## [ENTRIES]
[start]

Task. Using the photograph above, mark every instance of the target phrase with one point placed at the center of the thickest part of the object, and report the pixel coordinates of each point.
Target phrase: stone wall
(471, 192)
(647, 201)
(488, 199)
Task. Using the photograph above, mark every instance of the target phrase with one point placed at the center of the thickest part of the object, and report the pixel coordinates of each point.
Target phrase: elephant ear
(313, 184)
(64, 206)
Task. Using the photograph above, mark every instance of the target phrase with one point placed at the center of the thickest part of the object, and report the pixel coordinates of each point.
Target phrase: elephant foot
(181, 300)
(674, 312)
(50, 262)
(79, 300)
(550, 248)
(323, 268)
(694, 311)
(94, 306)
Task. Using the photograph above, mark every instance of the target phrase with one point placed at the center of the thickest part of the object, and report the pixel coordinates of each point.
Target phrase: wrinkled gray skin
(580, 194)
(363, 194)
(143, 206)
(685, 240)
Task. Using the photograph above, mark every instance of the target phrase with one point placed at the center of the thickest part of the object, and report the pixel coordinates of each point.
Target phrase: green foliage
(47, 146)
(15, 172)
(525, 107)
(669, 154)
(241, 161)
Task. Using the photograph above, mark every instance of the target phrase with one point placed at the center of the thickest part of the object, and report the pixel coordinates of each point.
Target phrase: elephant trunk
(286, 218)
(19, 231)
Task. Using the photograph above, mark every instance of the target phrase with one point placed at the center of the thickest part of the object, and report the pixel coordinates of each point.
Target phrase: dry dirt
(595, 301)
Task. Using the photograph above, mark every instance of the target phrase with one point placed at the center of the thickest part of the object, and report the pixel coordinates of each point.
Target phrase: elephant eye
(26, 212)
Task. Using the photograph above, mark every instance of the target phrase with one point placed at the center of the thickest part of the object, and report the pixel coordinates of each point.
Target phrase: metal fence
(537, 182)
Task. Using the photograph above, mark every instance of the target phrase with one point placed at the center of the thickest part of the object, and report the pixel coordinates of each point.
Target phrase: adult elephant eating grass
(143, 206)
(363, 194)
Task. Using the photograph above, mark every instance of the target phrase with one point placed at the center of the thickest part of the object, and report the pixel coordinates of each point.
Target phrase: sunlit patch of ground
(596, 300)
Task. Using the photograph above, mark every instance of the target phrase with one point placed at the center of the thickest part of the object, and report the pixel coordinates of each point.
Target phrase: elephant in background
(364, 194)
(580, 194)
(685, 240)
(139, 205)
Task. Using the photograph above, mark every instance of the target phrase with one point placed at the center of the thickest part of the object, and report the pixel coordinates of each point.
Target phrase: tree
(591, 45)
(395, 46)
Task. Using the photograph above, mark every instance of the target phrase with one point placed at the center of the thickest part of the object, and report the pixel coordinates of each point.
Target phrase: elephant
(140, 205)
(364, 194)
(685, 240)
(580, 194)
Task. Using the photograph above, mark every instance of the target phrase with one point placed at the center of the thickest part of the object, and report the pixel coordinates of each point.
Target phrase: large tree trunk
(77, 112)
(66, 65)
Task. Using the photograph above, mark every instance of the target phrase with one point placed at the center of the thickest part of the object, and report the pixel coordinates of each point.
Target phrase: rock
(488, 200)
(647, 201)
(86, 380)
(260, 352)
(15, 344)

[end]

## [TASK OBJECTIVE]
How many lines of the data above contain the word "elephant"? Reply with the number only.

## [RESULT FOR THIS EXERCISE]
7